____ Document segment
The following day, they took a flight to Bulape. After overflying the air strip three times because children and adults were on it, they landed to open arms and greetings.
“It was like being a rock star,” Evans said. “We were getting hugs and we were shaking hands. They made you feel very welcome.”
“We were met with open arms, literally.”
The village’s lone vehicle — the Land Rover-turned-ambulance — took them to their lodging.
Bulape, where 50 percent of the population is 15 years old or younger, is situated on a plateau, and life is very basic, Evans said.
One of the sights that most amazed Evans was how the young women brought water to the village since there was no running water.
They walked two miles outside the village and then went down 200 feet to a river valley in search of little springs that would bubble up water in the dried-up river beds.
“They’d take a sauce pan and pour it into a five-gallon jug,” he said. “Then somebody would have to help them pick the five-gallon jug up and sit it on their head and they would walk up the 220 vertical feet and 21⁄2 miles to town. They did it three times a day. It was very much a human pipeline that kept that village alive.”
________
### Instructions
[1] Name every form of welcome the arriving party received in Bulape, according to the account of the visit.
[2] Extend the account of the visit to Bulape past its final paragraph.
____ Study material
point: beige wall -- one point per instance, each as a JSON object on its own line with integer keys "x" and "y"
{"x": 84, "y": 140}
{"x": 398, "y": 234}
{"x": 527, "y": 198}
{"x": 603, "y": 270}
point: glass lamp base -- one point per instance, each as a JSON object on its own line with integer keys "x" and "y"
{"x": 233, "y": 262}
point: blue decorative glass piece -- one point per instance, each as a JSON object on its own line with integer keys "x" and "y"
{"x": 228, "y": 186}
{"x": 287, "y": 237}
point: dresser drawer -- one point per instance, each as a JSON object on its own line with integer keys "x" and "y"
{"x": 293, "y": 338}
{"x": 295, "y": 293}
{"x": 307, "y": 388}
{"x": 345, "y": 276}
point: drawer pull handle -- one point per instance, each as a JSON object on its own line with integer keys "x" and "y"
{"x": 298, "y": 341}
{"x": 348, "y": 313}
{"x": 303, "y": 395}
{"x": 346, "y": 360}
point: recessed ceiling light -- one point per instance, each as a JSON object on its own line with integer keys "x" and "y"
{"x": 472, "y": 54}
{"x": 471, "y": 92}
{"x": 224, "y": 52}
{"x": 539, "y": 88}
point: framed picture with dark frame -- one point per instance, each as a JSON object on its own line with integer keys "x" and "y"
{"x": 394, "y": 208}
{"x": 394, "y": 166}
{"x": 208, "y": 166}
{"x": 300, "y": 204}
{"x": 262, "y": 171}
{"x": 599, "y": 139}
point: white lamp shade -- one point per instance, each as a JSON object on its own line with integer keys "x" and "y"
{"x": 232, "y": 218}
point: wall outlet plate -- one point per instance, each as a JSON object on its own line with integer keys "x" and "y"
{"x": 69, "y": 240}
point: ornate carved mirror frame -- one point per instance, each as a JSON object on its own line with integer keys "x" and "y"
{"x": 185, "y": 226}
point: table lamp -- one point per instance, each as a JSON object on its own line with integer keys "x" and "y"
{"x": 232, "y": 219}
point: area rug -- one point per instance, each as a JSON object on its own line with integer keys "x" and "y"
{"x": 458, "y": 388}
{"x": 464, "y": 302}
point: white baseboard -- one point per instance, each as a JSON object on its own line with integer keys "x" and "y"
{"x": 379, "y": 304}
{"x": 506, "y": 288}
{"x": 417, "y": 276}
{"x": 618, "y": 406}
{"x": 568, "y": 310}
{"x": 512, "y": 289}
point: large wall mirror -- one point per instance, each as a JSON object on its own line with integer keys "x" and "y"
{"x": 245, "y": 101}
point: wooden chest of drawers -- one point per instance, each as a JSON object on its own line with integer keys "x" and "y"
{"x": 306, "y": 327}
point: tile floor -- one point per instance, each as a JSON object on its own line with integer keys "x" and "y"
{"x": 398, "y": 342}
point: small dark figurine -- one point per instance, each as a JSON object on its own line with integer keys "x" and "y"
________
### Answers to this exercise
[1]
Open arms
Greetings
Hugs
Handshakes

[2]
“If I hadn’t seen it with my own eyes, I wouldn’t have believed it.”
Evans was most surprised to see that some of the residents had cell phones that occasionally worked.
“They are within 26 miles of a cell phone tower,” he said. “If you stand in the right place of the village at the right time of the day you can sort of get a signal. Everything has to be lined up right.”
Another Change of Plans
As Evans and the others got settled in, he learned of another big change of plans.
Evans and Thomas had prepared to teach blacksmithing to a group of high school students and an instructor. They had designed their lessons for an audience with no prior experience.
However, plans changed again and they were now asked to conduct in-services for the village’s 10 professional blacksmiths.
They quickly modified their plans and taught the villagers several skills over a two-week period, such as how to make hammers and tongs.
“Similar to most Americans, they thought hammers and tongs had to come out of a factory,” Evans said.
Evans and Thomas also taught elementary heat-treating techniques, standard blacksmithing, how to make a hoe, elementary chain saw techniques and more.
The villagers always caught on very quickly and often built on the lessons, Evans said.
“They would look at it and say, ‘Yeah, of course,’” he said. “We learned a lot from them and they learned a lot from us.”
Evans also passed out copies of the blacksmithing curriculum he had developed.
“That was a big hit,” he said. “They loved it.”
While Evans and Thomas were busy sharing ideas with the villagers, Evans’ wife Therese was occupied teaching a process known as drip irrigation.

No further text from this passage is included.